* Begin RECORDS SUPPLIED *

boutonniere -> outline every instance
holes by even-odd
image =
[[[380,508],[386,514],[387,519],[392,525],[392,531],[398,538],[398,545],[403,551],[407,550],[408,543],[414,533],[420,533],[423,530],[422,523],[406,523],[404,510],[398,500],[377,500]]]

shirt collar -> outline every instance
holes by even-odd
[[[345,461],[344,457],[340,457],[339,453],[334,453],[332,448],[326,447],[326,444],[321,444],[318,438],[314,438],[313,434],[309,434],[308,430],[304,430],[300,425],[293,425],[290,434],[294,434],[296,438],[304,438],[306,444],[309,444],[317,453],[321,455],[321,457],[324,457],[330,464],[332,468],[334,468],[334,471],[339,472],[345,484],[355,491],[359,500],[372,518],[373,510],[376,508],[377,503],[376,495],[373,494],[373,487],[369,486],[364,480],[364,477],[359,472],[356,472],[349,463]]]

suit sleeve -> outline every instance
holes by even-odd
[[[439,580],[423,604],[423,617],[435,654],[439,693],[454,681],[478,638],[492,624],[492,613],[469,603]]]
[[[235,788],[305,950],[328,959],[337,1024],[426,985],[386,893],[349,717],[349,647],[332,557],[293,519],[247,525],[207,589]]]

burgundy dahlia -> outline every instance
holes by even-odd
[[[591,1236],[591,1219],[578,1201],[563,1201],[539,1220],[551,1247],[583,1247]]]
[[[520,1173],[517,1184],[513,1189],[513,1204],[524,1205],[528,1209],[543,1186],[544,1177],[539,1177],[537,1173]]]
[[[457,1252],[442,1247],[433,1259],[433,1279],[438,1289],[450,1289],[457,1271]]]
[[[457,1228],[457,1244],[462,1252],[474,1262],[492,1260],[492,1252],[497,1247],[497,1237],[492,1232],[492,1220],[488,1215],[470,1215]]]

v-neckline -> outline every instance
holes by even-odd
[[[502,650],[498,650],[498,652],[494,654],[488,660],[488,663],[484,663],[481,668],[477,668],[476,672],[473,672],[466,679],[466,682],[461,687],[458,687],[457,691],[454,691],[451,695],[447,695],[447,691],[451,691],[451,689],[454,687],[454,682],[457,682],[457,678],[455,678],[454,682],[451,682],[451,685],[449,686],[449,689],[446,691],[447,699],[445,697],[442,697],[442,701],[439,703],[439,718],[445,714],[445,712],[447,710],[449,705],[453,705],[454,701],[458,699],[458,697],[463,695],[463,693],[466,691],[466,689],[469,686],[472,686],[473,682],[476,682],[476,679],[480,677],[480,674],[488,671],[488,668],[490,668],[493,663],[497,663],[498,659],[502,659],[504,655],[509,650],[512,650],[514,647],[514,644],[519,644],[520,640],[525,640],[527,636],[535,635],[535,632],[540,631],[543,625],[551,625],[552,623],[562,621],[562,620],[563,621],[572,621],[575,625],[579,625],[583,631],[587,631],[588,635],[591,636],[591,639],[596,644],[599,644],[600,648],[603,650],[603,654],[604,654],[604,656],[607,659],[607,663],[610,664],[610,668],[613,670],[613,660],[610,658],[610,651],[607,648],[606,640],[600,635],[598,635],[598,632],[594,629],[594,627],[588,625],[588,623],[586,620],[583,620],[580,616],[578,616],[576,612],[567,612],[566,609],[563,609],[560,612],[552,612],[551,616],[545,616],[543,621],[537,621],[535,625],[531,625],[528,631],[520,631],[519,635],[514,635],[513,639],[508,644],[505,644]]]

* End RECORDS SUPPLIED *
* Begin RECORDS SUPPLIED *

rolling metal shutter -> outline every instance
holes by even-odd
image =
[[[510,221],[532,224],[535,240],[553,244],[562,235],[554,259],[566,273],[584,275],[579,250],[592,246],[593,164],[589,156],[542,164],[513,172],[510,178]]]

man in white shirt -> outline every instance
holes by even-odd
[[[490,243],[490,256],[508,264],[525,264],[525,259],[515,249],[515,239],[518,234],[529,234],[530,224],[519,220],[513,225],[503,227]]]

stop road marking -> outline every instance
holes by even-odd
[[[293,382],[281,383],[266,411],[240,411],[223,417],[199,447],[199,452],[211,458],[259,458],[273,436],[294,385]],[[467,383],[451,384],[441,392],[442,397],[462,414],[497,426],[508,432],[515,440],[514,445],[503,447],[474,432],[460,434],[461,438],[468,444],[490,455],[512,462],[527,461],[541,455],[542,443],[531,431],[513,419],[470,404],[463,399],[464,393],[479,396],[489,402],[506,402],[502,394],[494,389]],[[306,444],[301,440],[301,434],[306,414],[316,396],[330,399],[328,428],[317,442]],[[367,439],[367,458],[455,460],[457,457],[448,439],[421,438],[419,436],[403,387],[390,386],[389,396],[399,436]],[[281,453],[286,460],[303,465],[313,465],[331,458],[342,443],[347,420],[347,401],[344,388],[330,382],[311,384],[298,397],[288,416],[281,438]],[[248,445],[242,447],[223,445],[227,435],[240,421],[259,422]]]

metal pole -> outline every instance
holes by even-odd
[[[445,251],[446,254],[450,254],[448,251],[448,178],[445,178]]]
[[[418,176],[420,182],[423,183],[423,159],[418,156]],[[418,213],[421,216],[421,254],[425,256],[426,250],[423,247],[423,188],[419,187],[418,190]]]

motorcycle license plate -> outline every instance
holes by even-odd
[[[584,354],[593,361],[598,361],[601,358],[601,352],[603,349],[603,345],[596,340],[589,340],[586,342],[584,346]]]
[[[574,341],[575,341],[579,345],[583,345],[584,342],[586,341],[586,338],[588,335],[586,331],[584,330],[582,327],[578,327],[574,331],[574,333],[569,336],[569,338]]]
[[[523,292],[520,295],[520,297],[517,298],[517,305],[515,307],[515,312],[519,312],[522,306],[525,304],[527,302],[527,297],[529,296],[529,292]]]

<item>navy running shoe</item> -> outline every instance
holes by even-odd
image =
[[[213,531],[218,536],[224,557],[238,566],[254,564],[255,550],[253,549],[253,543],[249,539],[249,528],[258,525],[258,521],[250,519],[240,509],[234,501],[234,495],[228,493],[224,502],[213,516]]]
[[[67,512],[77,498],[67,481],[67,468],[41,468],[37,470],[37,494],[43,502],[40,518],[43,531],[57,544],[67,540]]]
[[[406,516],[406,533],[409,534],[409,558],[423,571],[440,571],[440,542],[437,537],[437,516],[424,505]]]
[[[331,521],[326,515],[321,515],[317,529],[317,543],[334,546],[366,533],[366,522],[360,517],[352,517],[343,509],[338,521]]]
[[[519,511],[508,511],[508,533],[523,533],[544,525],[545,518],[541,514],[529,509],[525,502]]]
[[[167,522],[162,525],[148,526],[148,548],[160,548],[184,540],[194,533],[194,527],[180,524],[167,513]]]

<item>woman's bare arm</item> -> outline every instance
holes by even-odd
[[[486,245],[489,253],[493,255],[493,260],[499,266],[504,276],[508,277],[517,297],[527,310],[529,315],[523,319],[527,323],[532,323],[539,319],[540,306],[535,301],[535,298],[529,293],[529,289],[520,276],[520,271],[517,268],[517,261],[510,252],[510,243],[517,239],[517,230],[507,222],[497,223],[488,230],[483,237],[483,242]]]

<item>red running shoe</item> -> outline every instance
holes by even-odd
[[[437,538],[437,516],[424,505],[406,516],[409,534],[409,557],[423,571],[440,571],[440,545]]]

* End RECORDS SUPPLIED *

→ **WHAT NEEDS TO BE DONE**
Extract every line of the listing above that contains the string "shoe". Treat uppercase and lowercase as different.

→ **TASK ANSWER**
<item>navy running shoe</item> -> outline every instance
<item>red running shoe</item> -> outline every instance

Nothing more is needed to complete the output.